§ Required work:
A – Restate word for word the part of the PDF export guide starting at "4. The PDF generates" and ending at "the same page.".
B – Write the next part of the PDF export guide, picking up after its final sentence.

§ Passage provided:
PDF export turns a song chart into a clean, printable handout. It is designed for rehearsals, gigs, and sharing outside the app.

Whether you need paper backups, want to hand charts to a sub musician, or prefer working from a printed page during practice, PDF export creates professional-looking documents from your charts.

When to use it

  • Your band needs paper copies — some musicians prefer physical charts
  • You want a stable snapshot for a set — lock in a version for a specific gig
  • Sharing with someone who doesn't use Akordo — email a PDF to a guest musician
  • Offline backup — keep printed copies in your gig bag as insurance
  • Rehearsal handouts — distribute charts to a choir or ensemble

How to export

From a song

  1. Open the song you want to export
  2. Switch to the arrangement you want to use (the PDF uses the current arrangement's key, capo, and tempo)
  3. Click the PDF action button (usually found in the song header or actions menu)
  4. The PDF generates and downloads automatically

From a setlist

You can also export an entire setlist as one PDF:

  1. Open the setlist
  2. Click the PDF action
  3. Get a single document with all songs in order

Setlist PDFs include each song's chosen arrangement, so everyone's literally on the same page.

What the PDF includes

Every exported PDF contains:

  • Song title — prominently displayed at the top
  • Arrangement metadata — key, capo position, tempo (if set)
  • Artist/subtitle — if specified in the chart
  • The full chart — lyrics with chords rendered cleanly above them
  • Section headers — VERSE, CHORUS, BRIDGE, etc. with visual distinction
  • Comments — visible {c:} comments are included
  • Page numbers — for multi-page charts

What's NOT included

  • Private hash comments (# like this) — these stay hidden
  • Edit functionality — it's a static document

Layout and formatting

PDFs are formatted for standard printing:

  • Paper size — US Letter by default
  • Margins — generous margins to avoid clipping
  • Font size — readable at arm's length on a music stand
  • Two-column layout — fits more content per page

Column breaks

For charts with multiple sections, you can control where content breaks:

VERSE 1
[C]Content here

COLUMN_BREAK

VERSE 2
[C]More content in the next column

Use COLUMN_BREAK to force content into the next column for better visual organization.

Point-based annotation data:
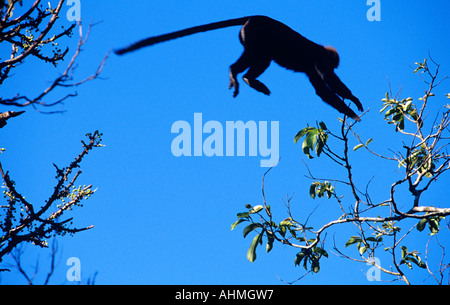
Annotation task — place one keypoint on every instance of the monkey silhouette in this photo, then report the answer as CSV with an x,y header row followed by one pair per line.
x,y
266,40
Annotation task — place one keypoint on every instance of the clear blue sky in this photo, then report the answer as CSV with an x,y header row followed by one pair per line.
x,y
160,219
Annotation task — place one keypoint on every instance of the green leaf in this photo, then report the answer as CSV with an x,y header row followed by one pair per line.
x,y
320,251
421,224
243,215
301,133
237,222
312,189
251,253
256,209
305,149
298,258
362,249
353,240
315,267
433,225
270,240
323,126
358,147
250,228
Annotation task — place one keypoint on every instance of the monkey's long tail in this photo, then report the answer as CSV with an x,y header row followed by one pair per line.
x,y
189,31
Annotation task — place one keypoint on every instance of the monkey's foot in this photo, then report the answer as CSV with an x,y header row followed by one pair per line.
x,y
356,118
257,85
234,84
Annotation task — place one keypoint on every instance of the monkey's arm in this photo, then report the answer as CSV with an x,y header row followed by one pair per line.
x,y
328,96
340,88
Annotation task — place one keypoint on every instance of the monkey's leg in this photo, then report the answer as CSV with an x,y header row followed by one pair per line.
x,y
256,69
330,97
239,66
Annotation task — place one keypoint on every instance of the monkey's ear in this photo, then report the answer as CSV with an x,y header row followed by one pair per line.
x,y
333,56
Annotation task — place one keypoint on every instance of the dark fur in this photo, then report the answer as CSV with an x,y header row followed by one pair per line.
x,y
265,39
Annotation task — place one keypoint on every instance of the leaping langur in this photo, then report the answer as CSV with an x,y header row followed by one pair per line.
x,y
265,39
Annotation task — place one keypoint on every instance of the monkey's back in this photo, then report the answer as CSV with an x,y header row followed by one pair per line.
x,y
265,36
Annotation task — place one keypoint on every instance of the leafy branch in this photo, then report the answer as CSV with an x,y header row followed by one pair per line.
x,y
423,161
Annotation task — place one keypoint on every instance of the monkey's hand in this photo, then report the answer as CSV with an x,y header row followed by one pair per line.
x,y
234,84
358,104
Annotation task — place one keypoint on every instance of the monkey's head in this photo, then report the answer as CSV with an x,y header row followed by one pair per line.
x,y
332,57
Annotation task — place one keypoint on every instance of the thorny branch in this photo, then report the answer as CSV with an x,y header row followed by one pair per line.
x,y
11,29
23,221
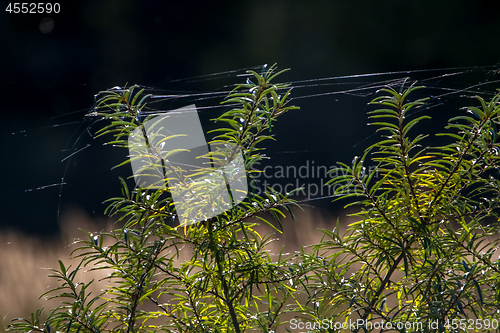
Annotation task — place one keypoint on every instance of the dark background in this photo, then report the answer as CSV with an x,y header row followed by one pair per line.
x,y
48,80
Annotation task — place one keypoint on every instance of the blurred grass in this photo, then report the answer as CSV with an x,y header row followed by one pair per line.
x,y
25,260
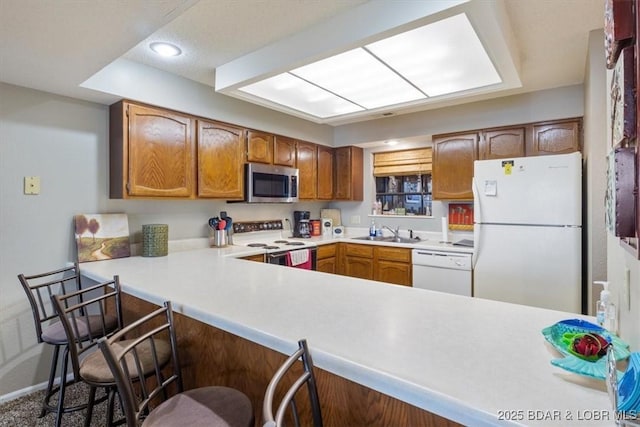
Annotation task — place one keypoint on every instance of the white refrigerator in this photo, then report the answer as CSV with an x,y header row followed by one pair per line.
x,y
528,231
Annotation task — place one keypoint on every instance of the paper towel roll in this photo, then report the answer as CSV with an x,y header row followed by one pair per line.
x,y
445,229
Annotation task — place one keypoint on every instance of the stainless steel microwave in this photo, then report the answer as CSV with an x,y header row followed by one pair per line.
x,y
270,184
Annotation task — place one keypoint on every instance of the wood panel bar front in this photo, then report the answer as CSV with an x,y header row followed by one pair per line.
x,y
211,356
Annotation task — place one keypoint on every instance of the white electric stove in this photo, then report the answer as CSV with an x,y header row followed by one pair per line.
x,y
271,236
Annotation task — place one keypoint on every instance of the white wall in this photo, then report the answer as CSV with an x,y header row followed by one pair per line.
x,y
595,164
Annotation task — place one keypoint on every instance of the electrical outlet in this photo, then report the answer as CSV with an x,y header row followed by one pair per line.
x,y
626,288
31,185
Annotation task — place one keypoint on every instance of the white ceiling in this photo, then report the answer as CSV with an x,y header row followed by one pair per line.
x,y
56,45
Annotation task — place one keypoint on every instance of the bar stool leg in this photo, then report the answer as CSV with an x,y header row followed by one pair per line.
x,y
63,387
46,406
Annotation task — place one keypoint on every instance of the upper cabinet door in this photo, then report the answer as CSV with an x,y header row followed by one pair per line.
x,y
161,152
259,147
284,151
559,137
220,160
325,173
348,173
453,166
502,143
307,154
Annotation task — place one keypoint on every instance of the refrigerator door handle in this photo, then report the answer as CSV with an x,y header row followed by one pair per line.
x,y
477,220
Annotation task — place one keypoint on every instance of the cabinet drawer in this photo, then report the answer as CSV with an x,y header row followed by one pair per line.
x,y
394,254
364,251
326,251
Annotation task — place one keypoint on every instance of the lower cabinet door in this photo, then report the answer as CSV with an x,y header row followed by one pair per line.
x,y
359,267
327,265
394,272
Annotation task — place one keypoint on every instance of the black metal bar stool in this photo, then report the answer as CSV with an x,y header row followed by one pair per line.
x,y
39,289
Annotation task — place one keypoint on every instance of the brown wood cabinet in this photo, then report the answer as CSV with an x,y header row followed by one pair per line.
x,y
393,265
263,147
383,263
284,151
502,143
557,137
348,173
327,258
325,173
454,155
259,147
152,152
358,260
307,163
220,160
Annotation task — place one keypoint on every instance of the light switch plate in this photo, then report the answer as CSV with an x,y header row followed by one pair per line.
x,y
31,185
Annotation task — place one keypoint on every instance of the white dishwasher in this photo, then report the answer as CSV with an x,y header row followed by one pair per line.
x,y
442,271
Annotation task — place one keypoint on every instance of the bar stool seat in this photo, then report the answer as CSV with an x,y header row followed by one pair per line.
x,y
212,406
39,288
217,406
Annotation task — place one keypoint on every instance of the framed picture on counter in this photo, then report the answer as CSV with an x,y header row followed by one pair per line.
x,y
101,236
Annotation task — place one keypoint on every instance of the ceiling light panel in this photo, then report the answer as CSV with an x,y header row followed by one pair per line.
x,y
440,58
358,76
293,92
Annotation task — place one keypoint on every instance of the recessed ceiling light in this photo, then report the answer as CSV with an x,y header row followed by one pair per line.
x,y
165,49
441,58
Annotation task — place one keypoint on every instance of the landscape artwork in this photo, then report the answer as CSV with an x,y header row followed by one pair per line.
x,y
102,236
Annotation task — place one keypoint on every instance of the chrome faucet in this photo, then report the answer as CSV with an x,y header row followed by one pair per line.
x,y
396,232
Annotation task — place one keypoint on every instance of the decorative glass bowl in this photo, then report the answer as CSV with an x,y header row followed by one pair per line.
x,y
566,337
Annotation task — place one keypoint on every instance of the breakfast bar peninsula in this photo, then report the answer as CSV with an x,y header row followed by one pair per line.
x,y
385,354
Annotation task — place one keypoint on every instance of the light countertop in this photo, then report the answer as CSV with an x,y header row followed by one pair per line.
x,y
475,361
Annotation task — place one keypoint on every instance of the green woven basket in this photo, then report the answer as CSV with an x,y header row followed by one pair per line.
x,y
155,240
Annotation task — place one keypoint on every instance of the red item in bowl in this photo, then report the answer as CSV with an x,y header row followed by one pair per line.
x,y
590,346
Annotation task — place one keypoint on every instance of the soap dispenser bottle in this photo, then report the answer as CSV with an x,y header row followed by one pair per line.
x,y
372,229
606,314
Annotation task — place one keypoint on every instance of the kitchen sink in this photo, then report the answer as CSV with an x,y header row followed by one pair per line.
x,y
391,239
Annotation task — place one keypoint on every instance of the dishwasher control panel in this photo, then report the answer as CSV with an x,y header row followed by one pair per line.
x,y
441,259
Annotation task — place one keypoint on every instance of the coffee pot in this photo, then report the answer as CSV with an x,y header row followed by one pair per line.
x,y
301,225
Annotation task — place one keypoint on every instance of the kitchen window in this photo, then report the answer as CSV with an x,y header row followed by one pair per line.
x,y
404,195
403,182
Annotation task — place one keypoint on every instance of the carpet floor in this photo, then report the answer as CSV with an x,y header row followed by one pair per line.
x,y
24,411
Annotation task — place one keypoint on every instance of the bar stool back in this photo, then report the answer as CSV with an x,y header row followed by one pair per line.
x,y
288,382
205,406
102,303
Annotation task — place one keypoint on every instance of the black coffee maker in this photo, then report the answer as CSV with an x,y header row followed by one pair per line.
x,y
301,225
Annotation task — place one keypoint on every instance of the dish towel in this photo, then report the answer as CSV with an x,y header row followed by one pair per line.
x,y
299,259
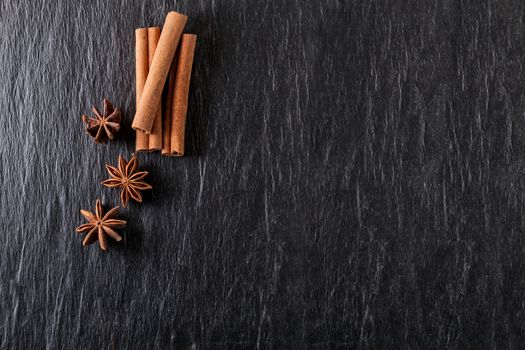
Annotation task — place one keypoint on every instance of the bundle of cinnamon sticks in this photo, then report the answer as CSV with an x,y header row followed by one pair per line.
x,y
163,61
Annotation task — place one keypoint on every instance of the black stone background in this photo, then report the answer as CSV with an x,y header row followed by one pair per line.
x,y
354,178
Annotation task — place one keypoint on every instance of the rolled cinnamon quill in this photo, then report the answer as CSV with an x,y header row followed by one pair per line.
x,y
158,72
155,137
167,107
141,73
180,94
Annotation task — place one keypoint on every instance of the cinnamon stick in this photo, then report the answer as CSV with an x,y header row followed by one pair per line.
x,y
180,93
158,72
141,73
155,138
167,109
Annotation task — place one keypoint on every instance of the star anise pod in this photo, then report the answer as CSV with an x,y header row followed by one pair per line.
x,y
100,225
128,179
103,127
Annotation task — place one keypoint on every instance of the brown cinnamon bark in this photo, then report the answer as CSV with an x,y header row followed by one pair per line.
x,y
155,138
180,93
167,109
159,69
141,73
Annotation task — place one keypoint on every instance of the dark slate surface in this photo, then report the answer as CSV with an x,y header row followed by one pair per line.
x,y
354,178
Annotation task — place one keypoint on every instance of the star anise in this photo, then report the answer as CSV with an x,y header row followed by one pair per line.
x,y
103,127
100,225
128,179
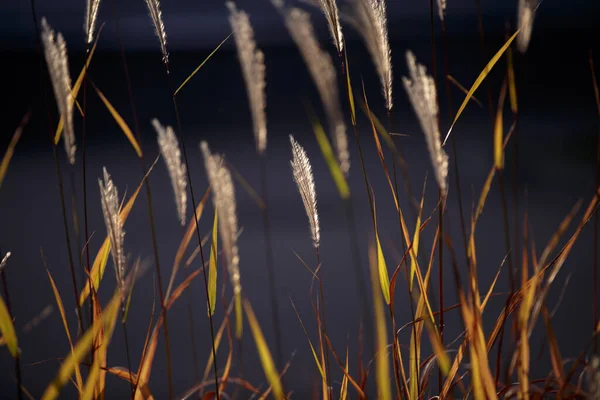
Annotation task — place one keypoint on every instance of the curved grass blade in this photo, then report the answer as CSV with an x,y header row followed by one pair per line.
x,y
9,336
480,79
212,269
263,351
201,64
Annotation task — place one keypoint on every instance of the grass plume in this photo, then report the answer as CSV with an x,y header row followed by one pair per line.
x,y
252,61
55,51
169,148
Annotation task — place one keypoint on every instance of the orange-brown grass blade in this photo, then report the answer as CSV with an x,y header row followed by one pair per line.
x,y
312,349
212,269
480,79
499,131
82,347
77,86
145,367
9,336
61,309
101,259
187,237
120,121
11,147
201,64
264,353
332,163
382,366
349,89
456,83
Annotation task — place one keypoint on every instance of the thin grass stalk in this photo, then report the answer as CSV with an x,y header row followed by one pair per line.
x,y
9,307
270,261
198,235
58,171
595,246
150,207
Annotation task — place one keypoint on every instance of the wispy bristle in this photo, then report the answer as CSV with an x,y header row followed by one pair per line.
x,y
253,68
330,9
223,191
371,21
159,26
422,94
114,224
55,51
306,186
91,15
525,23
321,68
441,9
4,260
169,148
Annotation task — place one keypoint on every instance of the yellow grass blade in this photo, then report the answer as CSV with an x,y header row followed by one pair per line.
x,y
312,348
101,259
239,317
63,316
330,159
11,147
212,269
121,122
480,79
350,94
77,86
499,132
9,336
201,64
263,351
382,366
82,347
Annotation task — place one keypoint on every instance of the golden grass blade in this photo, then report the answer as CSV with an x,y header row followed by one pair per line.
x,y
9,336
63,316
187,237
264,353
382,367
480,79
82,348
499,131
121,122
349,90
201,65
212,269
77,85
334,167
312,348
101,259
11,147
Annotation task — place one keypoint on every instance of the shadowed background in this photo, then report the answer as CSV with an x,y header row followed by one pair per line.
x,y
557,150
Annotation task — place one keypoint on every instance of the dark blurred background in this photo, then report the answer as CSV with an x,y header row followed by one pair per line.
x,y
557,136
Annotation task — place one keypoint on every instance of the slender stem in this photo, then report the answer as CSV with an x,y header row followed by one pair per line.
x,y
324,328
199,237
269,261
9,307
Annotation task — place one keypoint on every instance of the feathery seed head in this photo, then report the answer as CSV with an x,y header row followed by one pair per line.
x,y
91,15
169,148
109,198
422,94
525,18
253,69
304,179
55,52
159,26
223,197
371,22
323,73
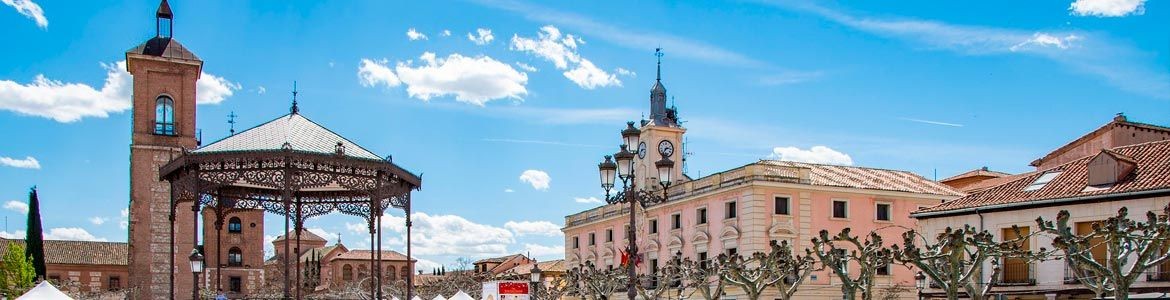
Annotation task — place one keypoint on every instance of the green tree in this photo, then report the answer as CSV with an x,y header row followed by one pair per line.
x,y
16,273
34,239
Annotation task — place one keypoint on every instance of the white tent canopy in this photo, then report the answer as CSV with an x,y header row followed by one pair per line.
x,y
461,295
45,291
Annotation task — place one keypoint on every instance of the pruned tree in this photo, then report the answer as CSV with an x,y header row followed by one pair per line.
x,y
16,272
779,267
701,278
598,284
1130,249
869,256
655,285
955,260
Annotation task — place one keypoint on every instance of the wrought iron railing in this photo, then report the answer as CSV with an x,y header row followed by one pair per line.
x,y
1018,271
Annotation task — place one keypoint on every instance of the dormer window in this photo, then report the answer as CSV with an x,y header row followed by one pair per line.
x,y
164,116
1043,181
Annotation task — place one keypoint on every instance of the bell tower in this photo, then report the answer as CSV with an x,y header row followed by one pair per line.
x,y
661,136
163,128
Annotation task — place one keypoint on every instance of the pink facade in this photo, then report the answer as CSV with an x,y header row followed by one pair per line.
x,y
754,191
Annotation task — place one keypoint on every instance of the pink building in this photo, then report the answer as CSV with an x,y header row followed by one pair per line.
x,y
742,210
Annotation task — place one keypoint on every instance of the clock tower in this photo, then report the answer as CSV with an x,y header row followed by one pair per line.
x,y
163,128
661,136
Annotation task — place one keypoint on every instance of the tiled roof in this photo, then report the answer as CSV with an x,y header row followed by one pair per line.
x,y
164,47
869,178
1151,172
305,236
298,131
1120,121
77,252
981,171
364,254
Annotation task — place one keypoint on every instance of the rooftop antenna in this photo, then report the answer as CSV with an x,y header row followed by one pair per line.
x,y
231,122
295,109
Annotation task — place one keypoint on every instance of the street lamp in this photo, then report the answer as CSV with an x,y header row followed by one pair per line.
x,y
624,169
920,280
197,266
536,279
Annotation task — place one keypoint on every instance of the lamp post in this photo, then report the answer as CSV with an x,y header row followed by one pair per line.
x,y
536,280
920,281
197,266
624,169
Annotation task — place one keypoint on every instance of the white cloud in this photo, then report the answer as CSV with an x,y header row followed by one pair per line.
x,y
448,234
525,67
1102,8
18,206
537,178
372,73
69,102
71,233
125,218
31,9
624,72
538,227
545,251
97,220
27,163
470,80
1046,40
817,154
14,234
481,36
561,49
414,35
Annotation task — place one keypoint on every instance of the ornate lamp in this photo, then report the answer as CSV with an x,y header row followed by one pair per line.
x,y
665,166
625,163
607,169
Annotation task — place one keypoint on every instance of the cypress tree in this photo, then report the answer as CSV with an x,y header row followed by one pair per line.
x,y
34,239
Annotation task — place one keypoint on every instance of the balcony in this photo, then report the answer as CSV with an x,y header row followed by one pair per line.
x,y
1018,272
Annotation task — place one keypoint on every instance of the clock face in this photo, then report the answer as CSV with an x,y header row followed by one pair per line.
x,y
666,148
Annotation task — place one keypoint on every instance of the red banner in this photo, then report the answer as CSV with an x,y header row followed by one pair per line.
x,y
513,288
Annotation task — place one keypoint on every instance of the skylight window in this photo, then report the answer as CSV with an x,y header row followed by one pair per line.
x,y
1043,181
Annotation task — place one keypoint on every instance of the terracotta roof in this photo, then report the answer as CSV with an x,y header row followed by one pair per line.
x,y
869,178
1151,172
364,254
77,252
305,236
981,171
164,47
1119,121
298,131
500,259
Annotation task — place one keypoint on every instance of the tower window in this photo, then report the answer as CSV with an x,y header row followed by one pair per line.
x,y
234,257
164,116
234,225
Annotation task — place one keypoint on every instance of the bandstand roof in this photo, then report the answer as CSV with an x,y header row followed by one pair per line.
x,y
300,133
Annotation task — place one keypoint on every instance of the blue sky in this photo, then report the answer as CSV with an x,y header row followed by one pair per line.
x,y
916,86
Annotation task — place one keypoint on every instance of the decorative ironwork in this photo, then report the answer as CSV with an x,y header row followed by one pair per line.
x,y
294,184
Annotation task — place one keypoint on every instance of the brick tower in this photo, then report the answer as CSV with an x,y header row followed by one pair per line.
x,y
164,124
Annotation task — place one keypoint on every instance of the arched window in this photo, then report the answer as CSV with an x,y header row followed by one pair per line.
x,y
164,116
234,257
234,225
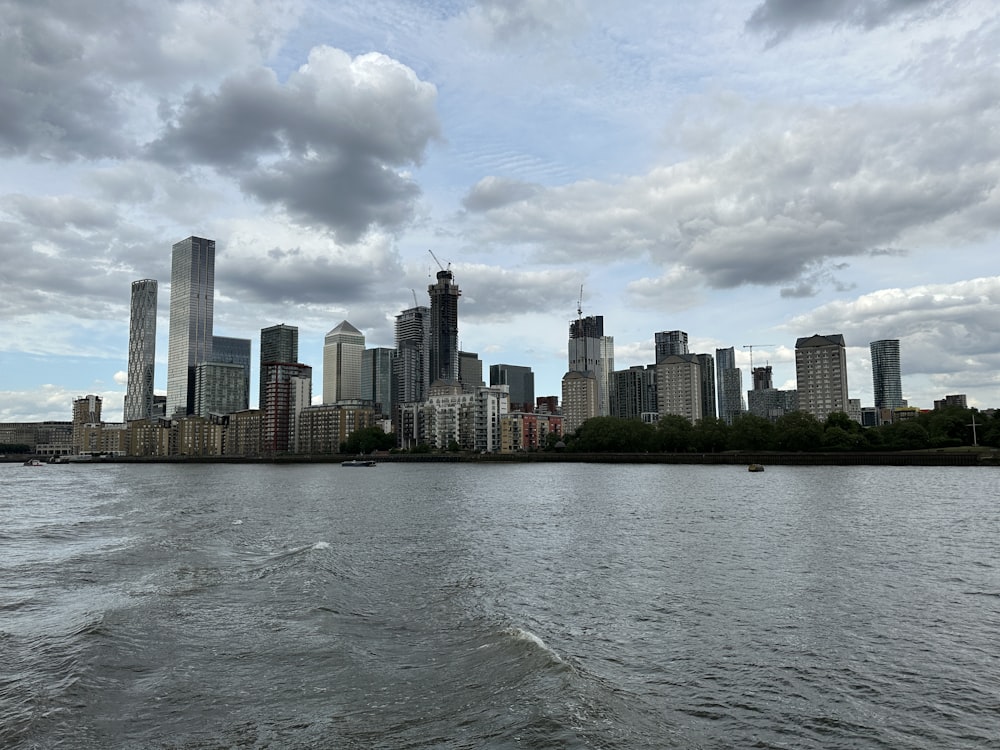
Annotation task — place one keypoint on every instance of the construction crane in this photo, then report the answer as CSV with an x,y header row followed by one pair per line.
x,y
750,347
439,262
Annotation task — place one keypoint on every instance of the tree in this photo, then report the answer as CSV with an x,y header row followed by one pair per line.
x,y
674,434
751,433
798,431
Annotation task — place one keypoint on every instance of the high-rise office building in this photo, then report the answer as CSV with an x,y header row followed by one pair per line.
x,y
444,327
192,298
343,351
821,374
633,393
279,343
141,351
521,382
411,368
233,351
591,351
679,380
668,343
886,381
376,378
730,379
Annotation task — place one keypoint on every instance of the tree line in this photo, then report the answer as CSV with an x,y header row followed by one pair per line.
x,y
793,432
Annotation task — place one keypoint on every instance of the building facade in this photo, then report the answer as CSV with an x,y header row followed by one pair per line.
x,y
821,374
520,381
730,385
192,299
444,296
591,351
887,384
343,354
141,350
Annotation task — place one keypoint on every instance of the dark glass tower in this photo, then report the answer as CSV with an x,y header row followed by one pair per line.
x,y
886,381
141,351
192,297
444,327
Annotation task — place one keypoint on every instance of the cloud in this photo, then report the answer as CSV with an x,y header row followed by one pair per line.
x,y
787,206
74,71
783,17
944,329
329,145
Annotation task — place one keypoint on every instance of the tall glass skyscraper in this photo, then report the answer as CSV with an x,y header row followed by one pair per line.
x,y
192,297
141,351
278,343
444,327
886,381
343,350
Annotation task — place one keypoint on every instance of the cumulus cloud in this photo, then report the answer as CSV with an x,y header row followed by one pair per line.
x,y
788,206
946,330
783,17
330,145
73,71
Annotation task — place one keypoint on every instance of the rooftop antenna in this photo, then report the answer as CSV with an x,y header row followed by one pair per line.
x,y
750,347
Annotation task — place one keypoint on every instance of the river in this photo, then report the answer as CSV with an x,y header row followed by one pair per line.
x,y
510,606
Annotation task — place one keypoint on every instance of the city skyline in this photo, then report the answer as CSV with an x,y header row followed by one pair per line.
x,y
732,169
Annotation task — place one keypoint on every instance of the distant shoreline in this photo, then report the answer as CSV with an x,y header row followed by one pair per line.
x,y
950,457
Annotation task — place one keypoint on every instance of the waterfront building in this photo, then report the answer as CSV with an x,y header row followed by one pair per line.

§ Task-by-task outputs:
A –
4. The PDF generates and downloads automatically

From a setlist

You can also export an entire setlist as one PDF:

  1. Open the setlist
  2. Click the PDF action
  3. Get a single document with all songs in order

Setlist PDFs include each song's chosen arrangement, so everyone's literally on the same page.

B –
Long songs

If a song spans multiple pages:

  • The PDF continues naturally with consistent formatting
  • Page numbers help you navigate
  • Consider splitting very long charts into separate songs for easier handling

Tips for better PDFs

Before you export

  • Set arrangement metadata — key, capo, and tempo appear in the PDF header
  • Use section headers — they make the chart scannable during rehearsal
  • Add visible comments{c:Play softly here} notes help musicians
  • Preview in viewer mode — see what the chart looks like before exporting

Formatting considerations

  • Long lines — may wrap in the PDF; consider editing for cleaner breaks
  • Chord density — too many chords per line can look cramped
  • Consistent style — stick to one format for section headers throughout

For setlist PDFs

  • Arrange in performance order — the PDF respects your setlist ordering
  • Label songs if needed — "new" or "review" labels aren't in the PDF but help during prep
  • Test with one song first — make sure the formatting works before exporting a full setlist

Common issues

The PDF looks different from the app

The PDF renderer uses fixed fonts and spacing. If something looks off:

  • Check for very long lines that might wrap unexpectedly
  • Verify section headers are on their own lines
  • Ensure chords use proper [bracket] syntax

Content is cut off

  • Margins — PDFs have fixed margins; if content is at the edge, it may clip
  • Font size — smaller fonts fit more but may be hard to read
  • Column layout — try adding COLUMN_BREAK to rebalance content

The PDF is blank

This usually means the chart has no renderable content. Check that:

  • The chart has actual lyrics and chords (not just metadata)
  • Chord syntax is correct
  • There are no syntax errors blocking rendering

See Troubleshooting for more help.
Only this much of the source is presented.